▸ **The problem**: Rewrite the records starting at the line that contains "like [(459, 277)]." and ending at the end of the records, changing "reference point" to "marker" and leaving everything else as it is.

▸ **Task data**:

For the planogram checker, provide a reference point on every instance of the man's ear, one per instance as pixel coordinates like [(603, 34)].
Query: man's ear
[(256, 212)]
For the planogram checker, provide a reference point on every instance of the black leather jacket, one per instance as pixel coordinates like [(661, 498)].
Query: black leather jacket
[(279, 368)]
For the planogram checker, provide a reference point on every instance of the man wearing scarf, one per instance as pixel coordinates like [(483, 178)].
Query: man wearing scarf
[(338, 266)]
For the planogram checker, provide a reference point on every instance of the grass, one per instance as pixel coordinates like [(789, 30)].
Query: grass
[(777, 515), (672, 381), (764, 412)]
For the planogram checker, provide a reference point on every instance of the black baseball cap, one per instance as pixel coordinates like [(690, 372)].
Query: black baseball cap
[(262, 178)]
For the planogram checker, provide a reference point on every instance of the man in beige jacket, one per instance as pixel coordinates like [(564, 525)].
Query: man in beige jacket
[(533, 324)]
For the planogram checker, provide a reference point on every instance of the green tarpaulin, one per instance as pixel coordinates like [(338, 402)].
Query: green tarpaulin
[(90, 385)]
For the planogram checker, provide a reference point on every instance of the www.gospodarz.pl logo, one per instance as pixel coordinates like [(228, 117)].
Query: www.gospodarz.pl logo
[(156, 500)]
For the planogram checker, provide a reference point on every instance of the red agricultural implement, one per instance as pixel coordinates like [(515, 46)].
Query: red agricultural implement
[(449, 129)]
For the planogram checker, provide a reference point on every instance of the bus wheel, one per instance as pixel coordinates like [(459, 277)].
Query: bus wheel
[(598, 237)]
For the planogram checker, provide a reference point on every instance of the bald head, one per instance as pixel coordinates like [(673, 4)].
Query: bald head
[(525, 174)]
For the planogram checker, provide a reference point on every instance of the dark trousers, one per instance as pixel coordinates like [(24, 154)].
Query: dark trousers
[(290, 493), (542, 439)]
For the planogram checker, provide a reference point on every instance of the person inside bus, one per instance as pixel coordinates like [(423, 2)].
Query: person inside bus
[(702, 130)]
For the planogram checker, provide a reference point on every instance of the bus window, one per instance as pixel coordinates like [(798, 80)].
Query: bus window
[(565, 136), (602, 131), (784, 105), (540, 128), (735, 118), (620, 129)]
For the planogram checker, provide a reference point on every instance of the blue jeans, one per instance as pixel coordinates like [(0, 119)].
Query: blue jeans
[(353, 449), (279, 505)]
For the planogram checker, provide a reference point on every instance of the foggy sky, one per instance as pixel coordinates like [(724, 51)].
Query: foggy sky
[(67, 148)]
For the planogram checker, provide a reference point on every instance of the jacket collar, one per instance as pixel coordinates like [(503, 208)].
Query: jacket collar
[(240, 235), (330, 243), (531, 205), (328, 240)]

▸ **Complete response**:
For the planogram checker, provide a marker on every instance of the bus wheel, one per instance as pixel coordinates like [(459, 277)].
Query: bus wheel
[(598, 237)]
For the planogram checker, provide a marker on every instance of the bald head, one per instance as pixel coordinates like [(673, 4)].
Query: bald head
[(525, 174)]
For the planogram checker, provide a marker on every instance of the dark trousers, one per instance as pixel coordinates like [(24, 154)].
Query: dark trousers
[(290, 493), (542, 439)]
For the planogram checker, provide a marker on every instance of the person inside bus, one per instance as pixel coordinates like [(423, 2)].
Query: person inside bus
[(702, 130)]
For the planogram checker, provide a marker on every instance of the bus window, one per instance as pixel coordinates like [(798, 80)].
Query: bus window
[(565, 136), (602, 131), (784, 105), (540, 128), (735, 118), (620, 129)]
For the planogram checker, provide a marker on every instance of the blue jeans, one per instance as pixel coordinates like [(0, 119)].
Query: blue jeans
[(353, 449), (279, 505)]
For the planogram checker, provide a marker on every instance of the foggy sky, one per instance as pixel coordinates like [(724, 51)].
Query: foggy sky
[(67, 148)]
For the planogram checker, provide a marker on every instance of the jacket collar, one per instance as pixel coordinates like [(503, 208)].
Query: jacket collar
[(240, 235), (330, 243), (531, 205), (328, 240)]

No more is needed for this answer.